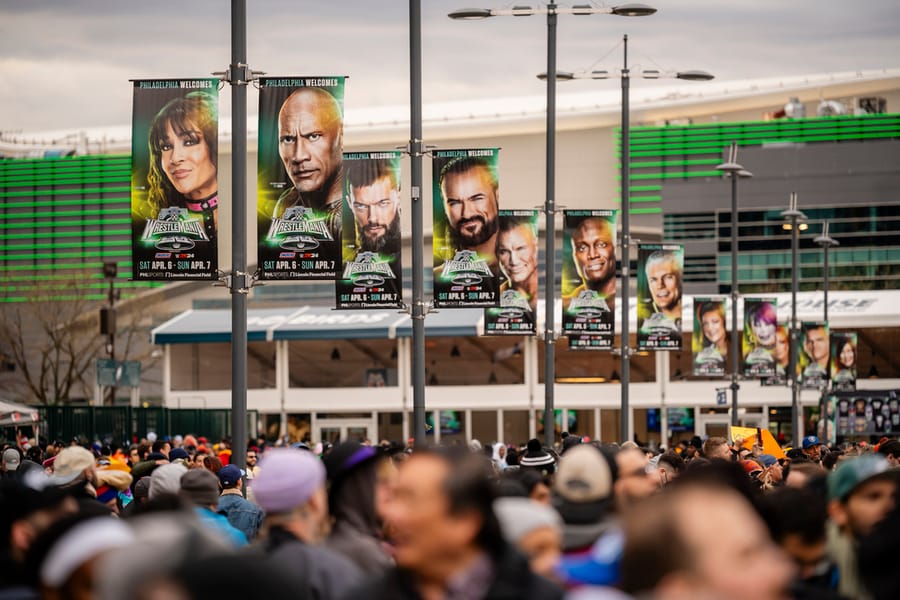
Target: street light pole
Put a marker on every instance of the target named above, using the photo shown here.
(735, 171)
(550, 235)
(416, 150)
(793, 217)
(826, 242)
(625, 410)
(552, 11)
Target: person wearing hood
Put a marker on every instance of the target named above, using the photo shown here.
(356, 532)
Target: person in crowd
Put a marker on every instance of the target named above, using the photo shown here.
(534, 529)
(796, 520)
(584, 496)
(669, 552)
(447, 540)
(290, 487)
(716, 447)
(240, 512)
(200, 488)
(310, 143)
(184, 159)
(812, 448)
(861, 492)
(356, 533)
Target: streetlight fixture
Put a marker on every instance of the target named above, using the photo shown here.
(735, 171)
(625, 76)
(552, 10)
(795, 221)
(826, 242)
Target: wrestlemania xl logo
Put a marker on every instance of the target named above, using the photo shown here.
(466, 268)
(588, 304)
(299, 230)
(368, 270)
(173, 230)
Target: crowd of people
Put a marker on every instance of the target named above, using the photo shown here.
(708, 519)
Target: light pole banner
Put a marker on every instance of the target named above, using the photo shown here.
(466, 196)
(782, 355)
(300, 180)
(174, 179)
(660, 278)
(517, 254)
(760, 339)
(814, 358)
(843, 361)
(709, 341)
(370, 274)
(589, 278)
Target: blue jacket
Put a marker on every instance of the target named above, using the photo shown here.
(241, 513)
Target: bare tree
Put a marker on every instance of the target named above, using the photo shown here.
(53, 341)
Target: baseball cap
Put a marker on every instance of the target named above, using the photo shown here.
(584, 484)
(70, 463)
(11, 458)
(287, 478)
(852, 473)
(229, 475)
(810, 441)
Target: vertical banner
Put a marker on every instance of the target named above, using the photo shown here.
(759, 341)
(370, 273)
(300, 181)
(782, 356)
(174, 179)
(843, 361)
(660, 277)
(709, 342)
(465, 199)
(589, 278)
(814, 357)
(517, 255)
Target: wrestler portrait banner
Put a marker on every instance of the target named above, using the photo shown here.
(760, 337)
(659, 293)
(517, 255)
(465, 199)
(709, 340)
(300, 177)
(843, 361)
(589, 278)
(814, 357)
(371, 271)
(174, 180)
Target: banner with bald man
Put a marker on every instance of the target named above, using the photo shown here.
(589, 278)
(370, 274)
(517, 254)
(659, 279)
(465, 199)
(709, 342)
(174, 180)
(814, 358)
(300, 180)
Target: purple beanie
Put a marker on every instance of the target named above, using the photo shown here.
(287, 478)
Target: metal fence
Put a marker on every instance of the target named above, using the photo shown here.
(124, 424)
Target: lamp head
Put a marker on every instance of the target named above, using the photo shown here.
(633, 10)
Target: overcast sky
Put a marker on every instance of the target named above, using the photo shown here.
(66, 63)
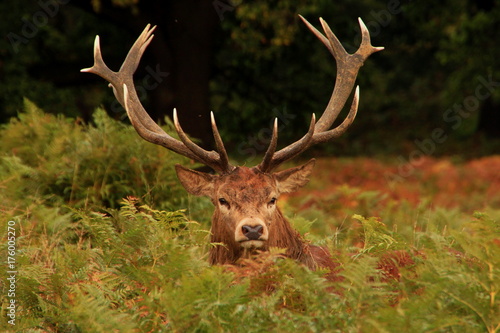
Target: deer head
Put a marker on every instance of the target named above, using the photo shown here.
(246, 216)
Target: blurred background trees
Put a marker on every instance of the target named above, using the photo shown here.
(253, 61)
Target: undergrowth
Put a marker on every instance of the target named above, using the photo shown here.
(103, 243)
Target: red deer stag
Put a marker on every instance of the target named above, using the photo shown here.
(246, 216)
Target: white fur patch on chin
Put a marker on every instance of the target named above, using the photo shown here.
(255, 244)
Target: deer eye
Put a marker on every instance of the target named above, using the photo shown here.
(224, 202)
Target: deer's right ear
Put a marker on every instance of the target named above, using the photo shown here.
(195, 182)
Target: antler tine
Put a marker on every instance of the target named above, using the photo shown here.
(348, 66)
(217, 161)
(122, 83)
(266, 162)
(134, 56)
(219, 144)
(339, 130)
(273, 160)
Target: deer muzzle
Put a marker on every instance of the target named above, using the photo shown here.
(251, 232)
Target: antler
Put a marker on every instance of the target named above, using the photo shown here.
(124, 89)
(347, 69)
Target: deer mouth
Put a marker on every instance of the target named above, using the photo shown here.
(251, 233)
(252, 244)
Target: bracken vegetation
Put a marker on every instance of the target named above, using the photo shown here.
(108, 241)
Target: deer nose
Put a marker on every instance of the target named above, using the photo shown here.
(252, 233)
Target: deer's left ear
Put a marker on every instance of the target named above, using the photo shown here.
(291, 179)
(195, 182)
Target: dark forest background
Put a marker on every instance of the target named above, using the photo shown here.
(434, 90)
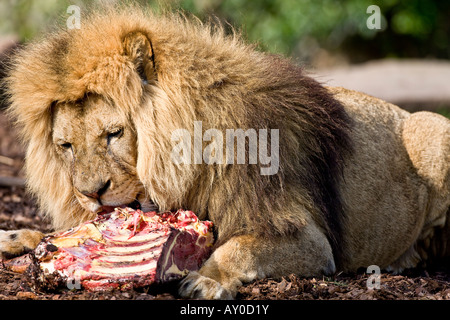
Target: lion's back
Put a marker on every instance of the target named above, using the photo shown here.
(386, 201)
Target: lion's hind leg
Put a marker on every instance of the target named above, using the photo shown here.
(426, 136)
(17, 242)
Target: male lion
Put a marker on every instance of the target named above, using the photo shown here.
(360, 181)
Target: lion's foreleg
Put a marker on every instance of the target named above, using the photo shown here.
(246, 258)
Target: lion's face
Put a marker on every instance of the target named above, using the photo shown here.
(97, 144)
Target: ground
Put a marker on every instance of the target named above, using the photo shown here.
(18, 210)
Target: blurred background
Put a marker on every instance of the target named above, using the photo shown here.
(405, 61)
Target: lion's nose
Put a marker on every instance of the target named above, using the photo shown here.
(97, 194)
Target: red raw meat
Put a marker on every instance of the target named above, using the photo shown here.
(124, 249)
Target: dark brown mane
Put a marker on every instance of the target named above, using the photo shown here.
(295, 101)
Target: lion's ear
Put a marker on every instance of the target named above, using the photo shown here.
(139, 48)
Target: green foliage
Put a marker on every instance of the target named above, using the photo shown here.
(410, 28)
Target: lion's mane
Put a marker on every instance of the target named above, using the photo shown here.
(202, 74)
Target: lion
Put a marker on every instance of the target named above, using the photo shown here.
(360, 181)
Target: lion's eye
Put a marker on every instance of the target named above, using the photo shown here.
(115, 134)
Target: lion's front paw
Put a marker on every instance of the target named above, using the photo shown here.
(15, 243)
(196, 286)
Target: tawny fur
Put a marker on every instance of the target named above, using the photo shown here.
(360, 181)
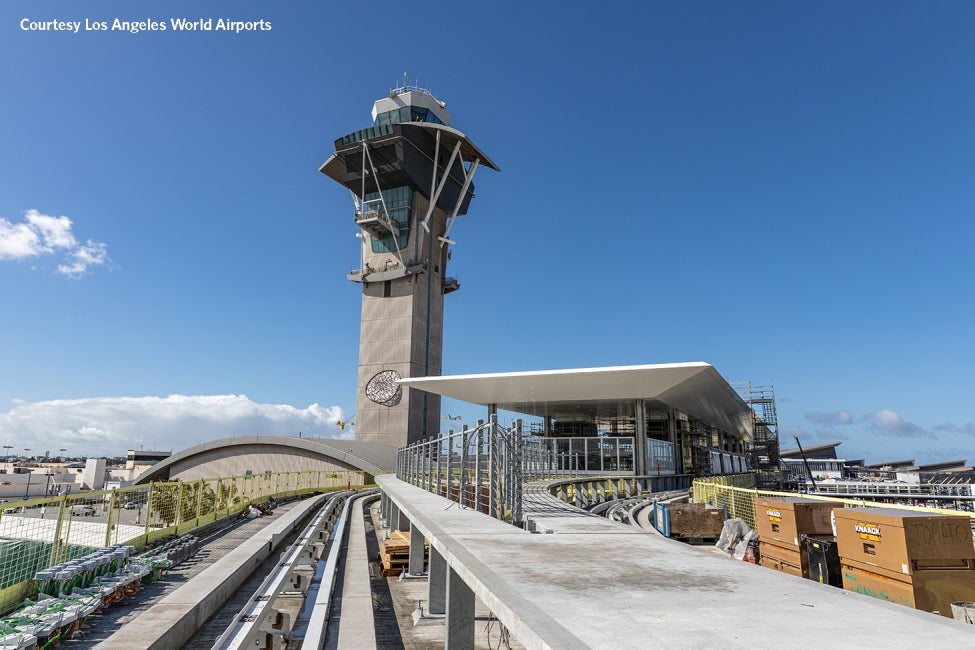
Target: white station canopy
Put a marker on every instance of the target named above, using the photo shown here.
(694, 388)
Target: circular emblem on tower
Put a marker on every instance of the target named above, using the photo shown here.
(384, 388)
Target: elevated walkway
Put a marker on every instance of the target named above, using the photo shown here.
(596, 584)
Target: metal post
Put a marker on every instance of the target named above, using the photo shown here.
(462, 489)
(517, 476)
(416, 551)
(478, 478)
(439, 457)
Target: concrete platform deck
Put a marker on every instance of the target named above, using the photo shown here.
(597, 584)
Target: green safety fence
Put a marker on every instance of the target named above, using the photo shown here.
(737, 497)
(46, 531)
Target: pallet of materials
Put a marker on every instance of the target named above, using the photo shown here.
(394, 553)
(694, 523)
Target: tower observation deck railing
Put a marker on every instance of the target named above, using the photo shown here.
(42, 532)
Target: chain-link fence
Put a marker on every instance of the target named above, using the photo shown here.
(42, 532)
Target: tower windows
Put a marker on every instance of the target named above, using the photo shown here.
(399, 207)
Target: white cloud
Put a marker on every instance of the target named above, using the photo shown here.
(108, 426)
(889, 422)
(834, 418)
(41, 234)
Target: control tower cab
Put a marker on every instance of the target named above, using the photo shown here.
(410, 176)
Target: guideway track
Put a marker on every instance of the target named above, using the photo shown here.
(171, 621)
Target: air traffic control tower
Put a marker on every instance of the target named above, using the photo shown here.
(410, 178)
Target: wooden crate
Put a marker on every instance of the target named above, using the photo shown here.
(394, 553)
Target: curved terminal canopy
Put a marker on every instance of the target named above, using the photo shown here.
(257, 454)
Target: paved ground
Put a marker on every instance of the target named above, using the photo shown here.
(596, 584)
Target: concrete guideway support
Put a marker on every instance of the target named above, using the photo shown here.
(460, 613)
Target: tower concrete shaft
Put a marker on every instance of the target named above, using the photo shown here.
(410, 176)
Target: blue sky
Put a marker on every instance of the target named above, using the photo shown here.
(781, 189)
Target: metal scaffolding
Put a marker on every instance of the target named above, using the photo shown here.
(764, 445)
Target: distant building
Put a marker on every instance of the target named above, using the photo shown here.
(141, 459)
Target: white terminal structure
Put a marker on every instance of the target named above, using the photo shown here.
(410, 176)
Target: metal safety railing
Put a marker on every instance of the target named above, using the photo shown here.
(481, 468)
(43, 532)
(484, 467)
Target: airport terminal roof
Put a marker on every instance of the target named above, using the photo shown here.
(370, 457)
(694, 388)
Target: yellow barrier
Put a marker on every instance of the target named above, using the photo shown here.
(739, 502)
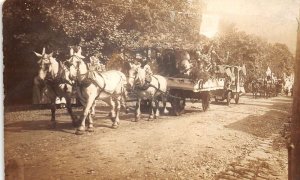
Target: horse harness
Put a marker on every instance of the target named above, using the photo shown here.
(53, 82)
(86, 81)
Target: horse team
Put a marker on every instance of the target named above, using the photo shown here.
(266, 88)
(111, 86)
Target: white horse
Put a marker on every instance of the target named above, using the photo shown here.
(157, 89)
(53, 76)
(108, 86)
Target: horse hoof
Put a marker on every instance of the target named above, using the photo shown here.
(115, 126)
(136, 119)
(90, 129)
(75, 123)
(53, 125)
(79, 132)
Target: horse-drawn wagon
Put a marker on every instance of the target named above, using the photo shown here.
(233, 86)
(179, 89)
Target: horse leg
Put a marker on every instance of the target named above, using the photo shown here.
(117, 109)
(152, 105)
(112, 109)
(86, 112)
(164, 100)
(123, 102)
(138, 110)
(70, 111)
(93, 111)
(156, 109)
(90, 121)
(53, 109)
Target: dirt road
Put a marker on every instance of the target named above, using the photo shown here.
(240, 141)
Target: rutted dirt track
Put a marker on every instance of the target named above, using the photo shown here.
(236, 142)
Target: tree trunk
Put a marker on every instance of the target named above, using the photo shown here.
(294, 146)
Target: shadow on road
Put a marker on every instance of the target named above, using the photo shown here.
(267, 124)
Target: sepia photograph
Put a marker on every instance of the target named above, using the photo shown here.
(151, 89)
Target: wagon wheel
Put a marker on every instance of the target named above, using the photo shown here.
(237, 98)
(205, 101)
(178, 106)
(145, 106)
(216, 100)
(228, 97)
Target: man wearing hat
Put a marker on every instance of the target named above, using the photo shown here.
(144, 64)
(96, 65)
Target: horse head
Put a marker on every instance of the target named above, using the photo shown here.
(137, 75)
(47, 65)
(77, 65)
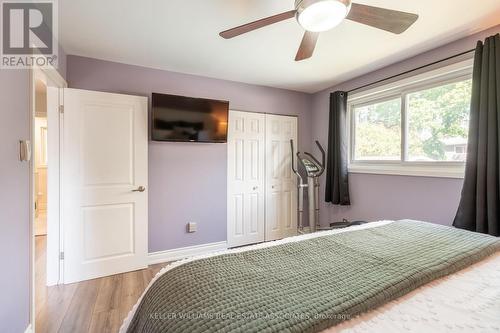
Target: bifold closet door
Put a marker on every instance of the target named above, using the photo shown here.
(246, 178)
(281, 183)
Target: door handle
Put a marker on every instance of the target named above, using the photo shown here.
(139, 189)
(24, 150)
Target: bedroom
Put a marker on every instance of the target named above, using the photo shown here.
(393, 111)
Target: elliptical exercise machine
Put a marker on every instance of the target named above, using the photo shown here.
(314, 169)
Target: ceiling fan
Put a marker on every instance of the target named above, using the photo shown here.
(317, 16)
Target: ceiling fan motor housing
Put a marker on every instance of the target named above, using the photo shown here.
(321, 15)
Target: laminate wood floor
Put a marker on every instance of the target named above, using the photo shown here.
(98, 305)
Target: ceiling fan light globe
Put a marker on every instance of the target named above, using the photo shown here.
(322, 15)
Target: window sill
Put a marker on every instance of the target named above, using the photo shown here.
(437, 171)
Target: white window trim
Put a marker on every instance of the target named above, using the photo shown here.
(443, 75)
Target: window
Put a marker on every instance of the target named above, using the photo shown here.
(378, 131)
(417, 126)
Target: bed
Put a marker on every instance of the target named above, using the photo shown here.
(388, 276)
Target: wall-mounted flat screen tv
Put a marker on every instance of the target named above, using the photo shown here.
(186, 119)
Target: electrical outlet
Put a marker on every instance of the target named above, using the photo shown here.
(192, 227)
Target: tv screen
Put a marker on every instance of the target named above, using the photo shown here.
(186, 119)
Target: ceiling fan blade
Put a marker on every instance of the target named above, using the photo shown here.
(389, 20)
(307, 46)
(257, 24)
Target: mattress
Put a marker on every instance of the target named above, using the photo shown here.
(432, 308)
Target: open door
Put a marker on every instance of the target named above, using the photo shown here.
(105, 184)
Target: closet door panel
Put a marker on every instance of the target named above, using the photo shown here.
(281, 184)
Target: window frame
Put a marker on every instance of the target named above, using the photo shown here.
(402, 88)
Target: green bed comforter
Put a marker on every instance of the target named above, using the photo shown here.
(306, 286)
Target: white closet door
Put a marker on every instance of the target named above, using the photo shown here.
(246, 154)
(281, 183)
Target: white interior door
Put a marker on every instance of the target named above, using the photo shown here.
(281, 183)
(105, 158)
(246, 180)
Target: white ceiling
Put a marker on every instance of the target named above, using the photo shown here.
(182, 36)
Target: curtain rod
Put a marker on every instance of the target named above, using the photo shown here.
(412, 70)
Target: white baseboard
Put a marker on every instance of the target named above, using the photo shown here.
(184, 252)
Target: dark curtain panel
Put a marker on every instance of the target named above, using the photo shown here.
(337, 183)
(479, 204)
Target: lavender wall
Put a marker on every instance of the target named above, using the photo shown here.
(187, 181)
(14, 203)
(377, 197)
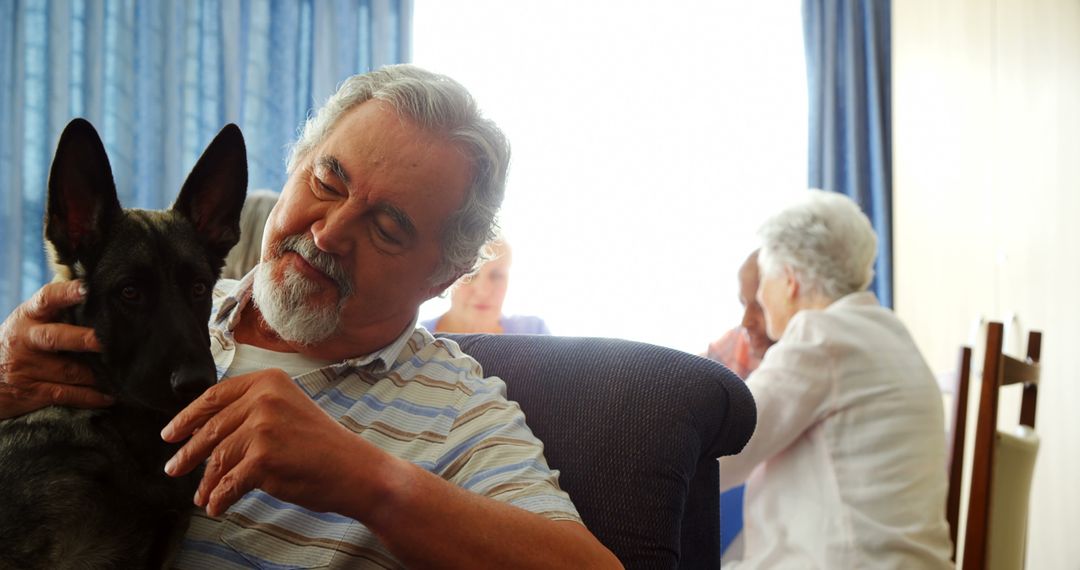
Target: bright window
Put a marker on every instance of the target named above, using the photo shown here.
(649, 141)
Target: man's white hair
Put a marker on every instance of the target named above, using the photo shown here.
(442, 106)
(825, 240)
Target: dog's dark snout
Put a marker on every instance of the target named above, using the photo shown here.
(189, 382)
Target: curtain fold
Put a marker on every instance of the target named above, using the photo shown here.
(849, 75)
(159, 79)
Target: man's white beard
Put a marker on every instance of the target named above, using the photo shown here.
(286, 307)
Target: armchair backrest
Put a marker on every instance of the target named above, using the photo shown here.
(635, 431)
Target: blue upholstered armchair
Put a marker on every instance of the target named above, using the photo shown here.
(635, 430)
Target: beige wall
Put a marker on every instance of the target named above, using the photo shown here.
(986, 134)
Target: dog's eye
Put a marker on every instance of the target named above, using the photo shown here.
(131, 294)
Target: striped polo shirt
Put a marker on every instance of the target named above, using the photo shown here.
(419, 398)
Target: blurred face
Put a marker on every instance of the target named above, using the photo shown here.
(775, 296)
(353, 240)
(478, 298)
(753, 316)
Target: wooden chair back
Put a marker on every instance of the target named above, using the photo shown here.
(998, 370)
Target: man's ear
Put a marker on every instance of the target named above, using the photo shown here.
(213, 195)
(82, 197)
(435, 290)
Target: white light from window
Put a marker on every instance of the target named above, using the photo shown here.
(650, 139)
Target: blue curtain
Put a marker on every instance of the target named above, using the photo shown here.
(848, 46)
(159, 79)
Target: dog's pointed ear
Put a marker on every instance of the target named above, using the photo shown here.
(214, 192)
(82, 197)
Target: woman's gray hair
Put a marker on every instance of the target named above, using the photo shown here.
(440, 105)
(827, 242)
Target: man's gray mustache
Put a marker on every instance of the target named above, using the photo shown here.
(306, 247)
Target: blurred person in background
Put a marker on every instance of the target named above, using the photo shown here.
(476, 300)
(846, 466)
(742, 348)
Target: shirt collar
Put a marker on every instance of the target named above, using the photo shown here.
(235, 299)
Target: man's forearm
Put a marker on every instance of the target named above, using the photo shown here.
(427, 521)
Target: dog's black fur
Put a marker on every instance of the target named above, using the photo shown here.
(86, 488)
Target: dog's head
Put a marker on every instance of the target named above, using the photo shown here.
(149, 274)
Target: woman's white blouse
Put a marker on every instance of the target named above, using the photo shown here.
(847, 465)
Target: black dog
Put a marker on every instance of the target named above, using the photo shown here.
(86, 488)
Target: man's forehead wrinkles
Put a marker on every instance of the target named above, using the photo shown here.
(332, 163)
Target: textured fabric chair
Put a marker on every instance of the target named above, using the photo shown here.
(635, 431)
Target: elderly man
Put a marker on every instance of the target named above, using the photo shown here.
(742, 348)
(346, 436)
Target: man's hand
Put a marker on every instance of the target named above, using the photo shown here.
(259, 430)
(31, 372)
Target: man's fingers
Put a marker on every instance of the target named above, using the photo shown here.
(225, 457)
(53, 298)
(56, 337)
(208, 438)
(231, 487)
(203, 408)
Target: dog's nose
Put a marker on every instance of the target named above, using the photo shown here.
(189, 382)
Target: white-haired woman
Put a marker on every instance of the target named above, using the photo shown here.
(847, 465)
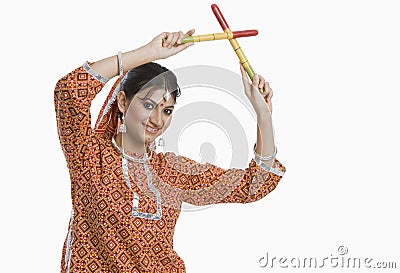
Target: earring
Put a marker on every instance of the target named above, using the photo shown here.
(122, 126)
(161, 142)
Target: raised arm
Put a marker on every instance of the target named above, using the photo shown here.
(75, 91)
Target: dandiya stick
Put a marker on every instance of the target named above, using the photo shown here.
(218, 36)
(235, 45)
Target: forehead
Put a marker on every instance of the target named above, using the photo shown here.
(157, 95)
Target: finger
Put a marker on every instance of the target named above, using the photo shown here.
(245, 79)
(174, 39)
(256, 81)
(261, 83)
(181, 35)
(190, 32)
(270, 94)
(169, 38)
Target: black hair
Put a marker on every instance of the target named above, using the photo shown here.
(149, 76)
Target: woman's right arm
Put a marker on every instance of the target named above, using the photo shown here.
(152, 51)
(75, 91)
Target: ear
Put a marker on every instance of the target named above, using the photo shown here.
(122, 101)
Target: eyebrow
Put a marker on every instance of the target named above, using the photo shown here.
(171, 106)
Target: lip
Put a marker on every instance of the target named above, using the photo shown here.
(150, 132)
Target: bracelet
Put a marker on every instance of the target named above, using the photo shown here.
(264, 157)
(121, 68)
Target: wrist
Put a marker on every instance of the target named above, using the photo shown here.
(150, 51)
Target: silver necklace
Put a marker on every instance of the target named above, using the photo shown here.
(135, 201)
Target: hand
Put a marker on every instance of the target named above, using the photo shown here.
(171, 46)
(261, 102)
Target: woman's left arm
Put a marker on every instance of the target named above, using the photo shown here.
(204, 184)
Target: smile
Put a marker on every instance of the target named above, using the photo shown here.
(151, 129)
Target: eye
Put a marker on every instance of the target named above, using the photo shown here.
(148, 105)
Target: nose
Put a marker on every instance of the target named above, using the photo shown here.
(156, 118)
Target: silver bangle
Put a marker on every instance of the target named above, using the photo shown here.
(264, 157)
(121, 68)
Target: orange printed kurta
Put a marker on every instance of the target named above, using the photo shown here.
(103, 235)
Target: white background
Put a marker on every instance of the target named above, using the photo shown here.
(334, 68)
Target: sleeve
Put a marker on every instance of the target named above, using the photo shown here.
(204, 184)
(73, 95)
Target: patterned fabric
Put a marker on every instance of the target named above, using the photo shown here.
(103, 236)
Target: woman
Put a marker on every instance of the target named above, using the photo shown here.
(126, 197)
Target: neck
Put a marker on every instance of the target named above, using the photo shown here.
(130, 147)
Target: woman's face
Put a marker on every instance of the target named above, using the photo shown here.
__________________________________________________
Assignment: Copy the records above exactly, beginning at the line that contains "Target: green safety fence" and stopping after the line that contains "Target: wooden crate".

Result below:
Target: green safety fence
Put a marker on every instance of the target named above, using the photo shown here.
(737, 497)
(46, 531)
Target: pallet of materials
Put a marker on every instance of the target named above, using the photo shown here.
(394, 553)
(694, 523)
Target: tower observation deck railing
Put a marker on every instance of the target named above, using the photo shown here.
(42, 532)
Target: chain-link fence
Put a marker on every instance of the target named above, using the photo shown here.
(42, 532)
Target: tower windows
Put a marker on every instance of the target named above, using the photo shown here.
(399, 207)
Target: white cloud
Put a marker on every instance of the target named above, using the photo shown here.
(108, 426)
(889, 422)
(834, 418)
(41, 234)
Target: control tower cab
Put a marker on every instance of the target named above, using the photo shown here.
(410, 176)
Target: guideway track
Put a marker on every instance of the target named above, using the photo shown here.
(171, 621)
Target: air traffic control tower
Put a marker on every instance of the target named above, using the photo shown here.
(410, 178)
Target: wooden crate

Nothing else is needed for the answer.